## DIRECTION
Write out, word for word, the stretch of the records below from the line containing "task: segment the fox front leg" through the end of the records. Leave the pictures out.

(A block of data)
::::::

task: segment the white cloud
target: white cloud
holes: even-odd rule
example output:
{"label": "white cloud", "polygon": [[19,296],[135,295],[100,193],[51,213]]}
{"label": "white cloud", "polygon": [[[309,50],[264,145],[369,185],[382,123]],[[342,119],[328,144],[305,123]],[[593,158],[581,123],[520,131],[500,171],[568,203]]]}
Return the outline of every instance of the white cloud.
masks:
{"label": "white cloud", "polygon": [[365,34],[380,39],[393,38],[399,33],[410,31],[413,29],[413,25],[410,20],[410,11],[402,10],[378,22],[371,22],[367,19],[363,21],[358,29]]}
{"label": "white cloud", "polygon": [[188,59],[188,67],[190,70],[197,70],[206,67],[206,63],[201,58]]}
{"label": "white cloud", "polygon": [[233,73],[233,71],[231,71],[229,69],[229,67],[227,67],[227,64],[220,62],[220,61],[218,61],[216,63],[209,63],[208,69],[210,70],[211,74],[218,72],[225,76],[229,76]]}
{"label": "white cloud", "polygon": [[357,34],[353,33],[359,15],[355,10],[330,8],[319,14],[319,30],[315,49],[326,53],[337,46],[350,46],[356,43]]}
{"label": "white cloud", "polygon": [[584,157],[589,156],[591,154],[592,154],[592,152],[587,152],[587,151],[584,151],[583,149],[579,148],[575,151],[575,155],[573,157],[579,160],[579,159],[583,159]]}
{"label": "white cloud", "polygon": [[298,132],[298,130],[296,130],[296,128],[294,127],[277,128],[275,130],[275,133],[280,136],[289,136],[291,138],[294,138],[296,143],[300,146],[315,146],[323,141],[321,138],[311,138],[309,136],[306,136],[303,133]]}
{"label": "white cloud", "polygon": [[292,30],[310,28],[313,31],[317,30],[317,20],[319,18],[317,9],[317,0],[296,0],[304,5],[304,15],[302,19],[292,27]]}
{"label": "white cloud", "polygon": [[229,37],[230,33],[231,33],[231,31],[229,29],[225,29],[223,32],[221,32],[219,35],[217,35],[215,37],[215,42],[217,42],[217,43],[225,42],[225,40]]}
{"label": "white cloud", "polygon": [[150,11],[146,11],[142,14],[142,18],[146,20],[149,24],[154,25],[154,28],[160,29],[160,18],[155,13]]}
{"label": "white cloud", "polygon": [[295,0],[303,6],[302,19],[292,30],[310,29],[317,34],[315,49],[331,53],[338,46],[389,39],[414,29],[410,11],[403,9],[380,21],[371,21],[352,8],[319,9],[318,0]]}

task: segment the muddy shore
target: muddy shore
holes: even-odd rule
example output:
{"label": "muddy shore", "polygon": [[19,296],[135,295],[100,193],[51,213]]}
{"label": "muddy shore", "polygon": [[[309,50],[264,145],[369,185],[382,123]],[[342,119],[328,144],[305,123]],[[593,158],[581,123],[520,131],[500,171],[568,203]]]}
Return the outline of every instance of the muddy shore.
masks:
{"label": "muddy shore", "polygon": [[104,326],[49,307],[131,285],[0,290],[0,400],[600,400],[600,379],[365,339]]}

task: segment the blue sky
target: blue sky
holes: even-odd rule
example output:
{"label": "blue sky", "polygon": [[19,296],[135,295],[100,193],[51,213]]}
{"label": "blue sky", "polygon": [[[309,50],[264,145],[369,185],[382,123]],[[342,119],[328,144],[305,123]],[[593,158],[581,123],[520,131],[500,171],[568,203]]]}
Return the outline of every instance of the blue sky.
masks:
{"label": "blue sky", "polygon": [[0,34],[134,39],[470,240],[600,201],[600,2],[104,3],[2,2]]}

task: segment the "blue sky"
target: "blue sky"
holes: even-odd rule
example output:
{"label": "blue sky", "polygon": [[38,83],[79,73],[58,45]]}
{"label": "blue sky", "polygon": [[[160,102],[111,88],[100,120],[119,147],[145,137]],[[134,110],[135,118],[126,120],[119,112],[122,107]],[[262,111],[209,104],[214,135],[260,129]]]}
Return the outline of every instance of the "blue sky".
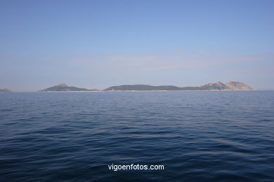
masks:
{"label": "blue sky", "polygon": [[0,88],[274,89],[274,1],[1,1]]}

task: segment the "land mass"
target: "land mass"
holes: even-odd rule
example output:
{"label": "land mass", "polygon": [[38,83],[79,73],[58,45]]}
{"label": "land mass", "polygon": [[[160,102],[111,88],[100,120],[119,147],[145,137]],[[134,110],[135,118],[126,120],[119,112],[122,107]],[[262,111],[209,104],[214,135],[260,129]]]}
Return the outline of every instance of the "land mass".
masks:
{"label": "land mass", "polygon": [[4,88],[4,89],[0,89],[0,92],[11,92],[11,91],[8,89]]}
{"label": "land mass", "polygon": [[86,88],[77,88],[77,87],[71,87],[67,86],[66,84],[61,83],[58,84],[55,86],[50,87],[41,90],[39,90],[39,92],[79,92],[79,91],[100,91],[97,89],[86,89]]}
{"label": "land mass", "polygon": [[252,90],[252,88],[240,82],[230,81],[207,83],[198,87],[176,87],[174,85],[152,86],[149,85],[123,85],[112,86],[103,91],[149,91],[149,90]]}

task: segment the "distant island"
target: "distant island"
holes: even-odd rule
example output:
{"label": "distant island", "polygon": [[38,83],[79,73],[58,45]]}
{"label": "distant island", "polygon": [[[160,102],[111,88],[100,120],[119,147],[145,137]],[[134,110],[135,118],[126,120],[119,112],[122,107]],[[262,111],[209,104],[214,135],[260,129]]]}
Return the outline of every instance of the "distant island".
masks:
{"label": "distant island", "polygon": [[11,91],[8,89],[4,88],[4,89],[0,89],[0,92],[11,92]]}
{"label": "distant island", "polygon": [[218,81],[199,87],[179,88],[174,85],[152,86],[149,85],[123,85],[112,86],[103,91],[152,91],[152,90],[252,90],[252,88],[240,82],[230,81],[226,84]]}
{"label": "distant island", "polygon": [[55,86],[50,87],[41,90],[39,90],[39,92],[80,92],[80,91],[100,91],[100,90],[97,89],[86,89],[86,88],[77,88],[77,87],[71,87],[67,86],[66,84],[61,83],[58,84]]}
{"label": "distant island", "polygon": [[[152,86],[149,85],[122,85],[112,86],[103,90],[98,89],[80,88],[67,86],[65,83],[58,84],[38,92],[91,92],[91,91],[176,91],[176,90],[252,90],[252,88],[247,84],[236,81],[230,81],[226,84],[218,81],[207,83],[198,87],[177,87],[174,85]],[[0,90],[7,90],[7,89]],[[10,91],[9,91],[10,92]]]}

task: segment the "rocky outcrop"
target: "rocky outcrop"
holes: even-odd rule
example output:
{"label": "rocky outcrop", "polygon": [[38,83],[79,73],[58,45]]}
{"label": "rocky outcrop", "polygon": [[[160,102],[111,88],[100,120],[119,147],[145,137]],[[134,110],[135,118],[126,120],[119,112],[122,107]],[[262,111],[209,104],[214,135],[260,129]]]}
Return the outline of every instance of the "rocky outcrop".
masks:
{"label": "rocky outcrop", "polygon": [[0,89],[0,92],[11,92],[11,91],[8,89],[4,88],[4,89]]}
{"label": "rocky outcrop", "polygon": [[200,87],[179,88],[173,85],[152,86],[148,85],[123,85],[112,86],[104,91],[145,91],[145,90],[252,90],[252,88],[247,84],[230,81],[226,84],[218,81],[207,83]]}

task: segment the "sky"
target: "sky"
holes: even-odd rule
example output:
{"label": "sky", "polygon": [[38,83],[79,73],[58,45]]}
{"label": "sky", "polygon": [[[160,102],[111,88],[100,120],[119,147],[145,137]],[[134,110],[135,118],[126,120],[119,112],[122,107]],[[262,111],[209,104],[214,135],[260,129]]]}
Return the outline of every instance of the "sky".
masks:
{"label": "sky", "polygon": [[274,90],[274,1],[0,1],[0,88]]}

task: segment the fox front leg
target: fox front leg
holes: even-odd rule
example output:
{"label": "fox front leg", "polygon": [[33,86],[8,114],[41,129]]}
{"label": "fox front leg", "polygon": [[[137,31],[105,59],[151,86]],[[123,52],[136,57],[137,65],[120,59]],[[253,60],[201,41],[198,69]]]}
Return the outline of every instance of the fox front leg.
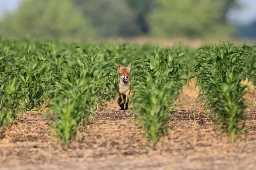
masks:
{"label": "fox front leg", "polygon": [[128,98],[128,96],[129,95],[130,95],[130,90],[128,91],[127,91],[125,93],[125,96],[126,96],[126,102],[125,102],[125,110],[128,110],[128,109],[129,108],[129,100],[130,100],[130,99],[129,99],[129,98]]}
{"label": "fox front leg", "polygon": [[122,94],[119,94],[119,96],[120,96],[120,97],[119,97],[119,105],[120,106],[120,107],[121,108],[120,110],[125,110],[125,103],[123,102],[122,102],[122,103],[123,100],[124,99],[124,96],[123,96],[123,95]]}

::::::

## RESULT OF THE TASK
task: segment the fox front leg
target: fox front leg
holes: even-odd rule
example output:
{"label": "fox front leg", "polygon": [[33,86],[8,114],[41,129]]}
{"label": "fox front leg", "polygon": [[[137,31],[105,59],[151,86]],[[123,52],[136,57],[137,65],[120,59]],[[253,60],[201,41],[198,69]]]}
Return the outline of every instance of the fox front leg.
masks:
{"label": "fox front leg", "polygon": [[128,98],[128,96],[129,95],[130,95],[130,90],[128,91],[127,91],[125,93],[125,96],[126,96],[126,102],[125,102],[125,110],[128,110],[128,109],[129,108],[129,100],[130,100],[130,99],[129,99],[129,98]]}
{"label": "fox front leg", "polygon": [[122,94],[119,94],[119,96],[120,96],[120,97],[119,97],[119,105],[120,106],[120,107],[121,108],[120,110],[125,110],[125,103],[123,102],[122,102],[122,103],[123,100],[124,99],[124,96],[123,96],[123,95]]}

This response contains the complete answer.